Brief: From the material below, pull out every line that contains the string "silver" and copy each one unchanged.

Data to use:

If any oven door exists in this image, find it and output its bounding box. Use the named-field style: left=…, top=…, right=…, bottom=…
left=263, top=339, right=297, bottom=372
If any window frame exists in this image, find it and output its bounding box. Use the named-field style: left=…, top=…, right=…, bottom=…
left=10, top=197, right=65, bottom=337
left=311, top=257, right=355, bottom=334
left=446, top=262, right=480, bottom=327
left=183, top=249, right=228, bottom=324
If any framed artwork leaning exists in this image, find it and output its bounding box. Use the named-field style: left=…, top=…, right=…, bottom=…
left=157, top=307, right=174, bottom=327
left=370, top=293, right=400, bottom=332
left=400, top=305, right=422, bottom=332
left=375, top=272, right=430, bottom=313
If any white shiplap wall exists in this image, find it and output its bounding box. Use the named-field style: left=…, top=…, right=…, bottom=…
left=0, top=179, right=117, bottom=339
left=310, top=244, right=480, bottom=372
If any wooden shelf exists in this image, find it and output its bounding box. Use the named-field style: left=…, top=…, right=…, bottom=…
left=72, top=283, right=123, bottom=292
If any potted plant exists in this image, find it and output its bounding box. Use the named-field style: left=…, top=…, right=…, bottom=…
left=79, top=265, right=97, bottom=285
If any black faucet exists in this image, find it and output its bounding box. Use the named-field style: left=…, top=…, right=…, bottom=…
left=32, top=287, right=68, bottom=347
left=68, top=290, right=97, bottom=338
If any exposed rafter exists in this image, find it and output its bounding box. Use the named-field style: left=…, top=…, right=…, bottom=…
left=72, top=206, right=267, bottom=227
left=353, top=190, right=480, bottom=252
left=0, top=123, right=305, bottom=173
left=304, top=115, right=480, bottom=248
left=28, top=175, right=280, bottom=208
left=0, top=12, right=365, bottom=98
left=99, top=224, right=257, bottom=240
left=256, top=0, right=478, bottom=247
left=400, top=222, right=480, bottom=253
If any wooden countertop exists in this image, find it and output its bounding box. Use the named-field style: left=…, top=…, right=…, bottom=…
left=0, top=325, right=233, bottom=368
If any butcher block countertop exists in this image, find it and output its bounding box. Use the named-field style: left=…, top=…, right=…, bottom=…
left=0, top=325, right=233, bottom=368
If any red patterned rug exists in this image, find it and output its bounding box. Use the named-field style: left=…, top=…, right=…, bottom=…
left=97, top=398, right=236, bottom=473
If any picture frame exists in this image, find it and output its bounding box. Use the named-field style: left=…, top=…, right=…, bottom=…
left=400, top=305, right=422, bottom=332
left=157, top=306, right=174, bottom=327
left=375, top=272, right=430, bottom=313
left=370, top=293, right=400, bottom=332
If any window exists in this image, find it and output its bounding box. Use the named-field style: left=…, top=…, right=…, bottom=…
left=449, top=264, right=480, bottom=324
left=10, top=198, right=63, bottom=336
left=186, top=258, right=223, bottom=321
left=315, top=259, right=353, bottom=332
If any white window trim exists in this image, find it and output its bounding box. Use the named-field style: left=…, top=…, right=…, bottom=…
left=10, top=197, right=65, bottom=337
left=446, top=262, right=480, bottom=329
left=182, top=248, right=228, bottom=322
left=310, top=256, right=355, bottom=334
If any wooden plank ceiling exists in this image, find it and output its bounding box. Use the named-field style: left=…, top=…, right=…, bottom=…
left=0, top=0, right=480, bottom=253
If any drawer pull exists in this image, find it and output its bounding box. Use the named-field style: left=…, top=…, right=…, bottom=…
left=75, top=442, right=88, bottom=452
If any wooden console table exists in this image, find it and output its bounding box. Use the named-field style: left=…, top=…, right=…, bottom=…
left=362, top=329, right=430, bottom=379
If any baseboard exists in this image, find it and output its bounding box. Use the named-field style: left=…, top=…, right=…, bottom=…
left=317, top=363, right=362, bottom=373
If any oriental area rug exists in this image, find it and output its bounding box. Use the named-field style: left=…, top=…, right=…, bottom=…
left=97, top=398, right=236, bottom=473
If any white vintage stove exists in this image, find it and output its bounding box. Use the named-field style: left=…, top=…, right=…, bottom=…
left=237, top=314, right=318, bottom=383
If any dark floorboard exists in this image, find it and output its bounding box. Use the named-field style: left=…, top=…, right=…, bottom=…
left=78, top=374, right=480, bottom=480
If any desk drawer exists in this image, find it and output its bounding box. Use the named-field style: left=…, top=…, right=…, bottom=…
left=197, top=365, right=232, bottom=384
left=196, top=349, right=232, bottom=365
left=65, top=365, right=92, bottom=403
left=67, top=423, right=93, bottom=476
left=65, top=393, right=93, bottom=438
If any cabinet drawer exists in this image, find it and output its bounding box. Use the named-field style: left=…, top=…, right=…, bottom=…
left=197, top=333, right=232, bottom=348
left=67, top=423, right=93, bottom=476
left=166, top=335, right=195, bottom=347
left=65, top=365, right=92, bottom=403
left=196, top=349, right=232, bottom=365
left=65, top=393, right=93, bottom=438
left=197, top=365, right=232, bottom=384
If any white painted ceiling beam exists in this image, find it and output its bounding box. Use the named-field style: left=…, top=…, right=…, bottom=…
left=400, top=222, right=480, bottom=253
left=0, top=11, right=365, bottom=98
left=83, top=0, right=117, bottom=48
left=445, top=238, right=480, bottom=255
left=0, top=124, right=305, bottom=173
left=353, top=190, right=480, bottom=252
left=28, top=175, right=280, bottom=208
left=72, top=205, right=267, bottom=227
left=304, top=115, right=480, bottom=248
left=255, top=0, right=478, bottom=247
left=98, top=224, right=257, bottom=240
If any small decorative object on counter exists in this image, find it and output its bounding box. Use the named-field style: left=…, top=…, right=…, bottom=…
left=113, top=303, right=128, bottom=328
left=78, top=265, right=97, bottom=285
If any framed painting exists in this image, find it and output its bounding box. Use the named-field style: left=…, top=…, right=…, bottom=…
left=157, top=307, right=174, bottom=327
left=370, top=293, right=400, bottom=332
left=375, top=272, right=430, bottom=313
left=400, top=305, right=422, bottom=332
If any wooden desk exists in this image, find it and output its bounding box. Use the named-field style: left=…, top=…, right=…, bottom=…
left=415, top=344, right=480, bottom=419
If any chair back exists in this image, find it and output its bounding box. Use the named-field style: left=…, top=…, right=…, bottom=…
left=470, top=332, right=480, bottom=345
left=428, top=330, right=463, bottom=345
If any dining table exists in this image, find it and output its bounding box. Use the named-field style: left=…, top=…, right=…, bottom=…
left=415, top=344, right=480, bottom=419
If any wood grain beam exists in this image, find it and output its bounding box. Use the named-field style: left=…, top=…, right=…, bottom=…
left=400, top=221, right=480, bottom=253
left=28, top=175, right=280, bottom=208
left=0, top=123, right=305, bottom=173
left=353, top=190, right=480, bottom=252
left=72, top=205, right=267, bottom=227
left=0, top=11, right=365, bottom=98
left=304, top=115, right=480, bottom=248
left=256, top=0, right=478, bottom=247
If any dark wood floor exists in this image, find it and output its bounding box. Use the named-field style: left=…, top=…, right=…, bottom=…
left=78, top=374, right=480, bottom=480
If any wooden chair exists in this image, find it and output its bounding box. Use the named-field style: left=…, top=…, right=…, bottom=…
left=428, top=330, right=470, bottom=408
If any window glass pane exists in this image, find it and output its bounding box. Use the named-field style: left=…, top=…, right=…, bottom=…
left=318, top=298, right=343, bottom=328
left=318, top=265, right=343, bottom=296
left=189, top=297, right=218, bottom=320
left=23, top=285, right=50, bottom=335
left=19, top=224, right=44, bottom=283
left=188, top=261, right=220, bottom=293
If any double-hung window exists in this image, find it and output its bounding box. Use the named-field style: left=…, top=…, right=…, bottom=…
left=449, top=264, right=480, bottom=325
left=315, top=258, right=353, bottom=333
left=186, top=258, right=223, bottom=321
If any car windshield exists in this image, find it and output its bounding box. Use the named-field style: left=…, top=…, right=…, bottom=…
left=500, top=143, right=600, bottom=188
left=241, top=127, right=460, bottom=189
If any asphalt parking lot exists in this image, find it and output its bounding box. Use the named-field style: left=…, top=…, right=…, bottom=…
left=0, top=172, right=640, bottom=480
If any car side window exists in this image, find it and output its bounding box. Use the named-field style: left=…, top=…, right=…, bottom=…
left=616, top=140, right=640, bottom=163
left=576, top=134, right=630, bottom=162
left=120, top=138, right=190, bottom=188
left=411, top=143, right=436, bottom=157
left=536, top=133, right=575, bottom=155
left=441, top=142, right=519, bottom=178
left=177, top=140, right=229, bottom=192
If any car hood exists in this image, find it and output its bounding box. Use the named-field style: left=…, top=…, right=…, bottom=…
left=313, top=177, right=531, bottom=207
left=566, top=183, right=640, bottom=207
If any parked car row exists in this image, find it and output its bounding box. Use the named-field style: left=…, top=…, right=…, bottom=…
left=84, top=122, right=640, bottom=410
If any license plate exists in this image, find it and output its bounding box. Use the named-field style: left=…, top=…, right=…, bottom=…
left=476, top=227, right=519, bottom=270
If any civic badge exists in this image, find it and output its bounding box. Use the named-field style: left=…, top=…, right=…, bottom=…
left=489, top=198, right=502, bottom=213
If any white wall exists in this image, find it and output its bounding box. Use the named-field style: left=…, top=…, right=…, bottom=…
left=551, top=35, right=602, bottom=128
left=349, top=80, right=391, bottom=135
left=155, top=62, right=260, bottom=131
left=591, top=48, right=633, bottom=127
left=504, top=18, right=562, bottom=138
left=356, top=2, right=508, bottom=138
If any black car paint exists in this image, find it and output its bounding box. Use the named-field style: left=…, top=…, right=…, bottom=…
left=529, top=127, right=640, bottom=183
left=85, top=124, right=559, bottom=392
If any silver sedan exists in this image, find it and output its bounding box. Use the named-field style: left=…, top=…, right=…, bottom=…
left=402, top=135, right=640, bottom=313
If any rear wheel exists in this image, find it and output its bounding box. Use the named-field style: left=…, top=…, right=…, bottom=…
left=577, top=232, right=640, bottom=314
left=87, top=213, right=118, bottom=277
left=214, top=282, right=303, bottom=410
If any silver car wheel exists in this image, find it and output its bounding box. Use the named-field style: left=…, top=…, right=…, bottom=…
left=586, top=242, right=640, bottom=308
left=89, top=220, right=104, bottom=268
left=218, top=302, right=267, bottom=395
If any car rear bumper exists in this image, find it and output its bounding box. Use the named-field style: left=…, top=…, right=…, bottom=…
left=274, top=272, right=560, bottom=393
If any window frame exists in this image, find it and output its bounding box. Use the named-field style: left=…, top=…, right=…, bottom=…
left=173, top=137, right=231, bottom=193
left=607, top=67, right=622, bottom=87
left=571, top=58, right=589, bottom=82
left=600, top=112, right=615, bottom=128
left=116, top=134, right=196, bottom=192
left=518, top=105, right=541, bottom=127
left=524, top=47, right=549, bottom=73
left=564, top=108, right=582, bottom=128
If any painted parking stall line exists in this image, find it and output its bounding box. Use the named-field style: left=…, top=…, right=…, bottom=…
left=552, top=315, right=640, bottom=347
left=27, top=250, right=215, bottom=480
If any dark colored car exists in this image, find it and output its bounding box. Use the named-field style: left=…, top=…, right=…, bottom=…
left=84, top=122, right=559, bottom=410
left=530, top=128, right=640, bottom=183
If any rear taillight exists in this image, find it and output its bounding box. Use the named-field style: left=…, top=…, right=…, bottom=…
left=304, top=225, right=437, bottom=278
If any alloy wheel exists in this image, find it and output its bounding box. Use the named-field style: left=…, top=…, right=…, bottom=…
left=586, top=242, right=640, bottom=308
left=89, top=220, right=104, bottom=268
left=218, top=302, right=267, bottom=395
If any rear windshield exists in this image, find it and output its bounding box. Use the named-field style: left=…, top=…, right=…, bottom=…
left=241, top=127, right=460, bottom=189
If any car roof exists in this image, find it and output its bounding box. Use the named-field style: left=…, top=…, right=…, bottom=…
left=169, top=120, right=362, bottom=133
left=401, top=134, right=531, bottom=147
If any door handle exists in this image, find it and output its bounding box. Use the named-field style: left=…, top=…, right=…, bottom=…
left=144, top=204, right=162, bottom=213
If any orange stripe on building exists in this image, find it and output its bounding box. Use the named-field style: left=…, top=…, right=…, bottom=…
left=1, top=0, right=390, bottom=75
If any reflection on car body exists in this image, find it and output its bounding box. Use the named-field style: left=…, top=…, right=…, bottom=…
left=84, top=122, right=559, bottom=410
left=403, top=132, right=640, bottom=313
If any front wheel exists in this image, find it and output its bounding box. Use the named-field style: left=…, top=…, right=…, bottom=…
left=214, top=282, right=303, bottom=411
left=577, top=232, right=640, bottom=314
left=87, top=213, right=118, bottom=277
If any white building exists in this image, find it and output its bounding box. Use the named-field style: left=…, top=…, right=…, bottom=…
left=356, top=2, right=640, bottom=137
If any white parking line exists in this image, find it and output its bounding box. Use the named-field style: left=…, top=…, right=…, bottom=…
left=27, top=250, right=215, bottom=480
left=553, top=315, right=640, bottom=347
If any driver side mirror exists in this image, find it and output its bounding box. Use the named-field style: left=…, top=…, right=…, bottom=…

Completed exercise:
If any silver sedan exists in this image, find it and output its bounding box. Use the named-field style: left=…, top=…, right=…, bottom=…
If any silver car wheel exists in this image, find it and output its bounding box. Use the named-field style: left=…, top=…, right=…, bottom=…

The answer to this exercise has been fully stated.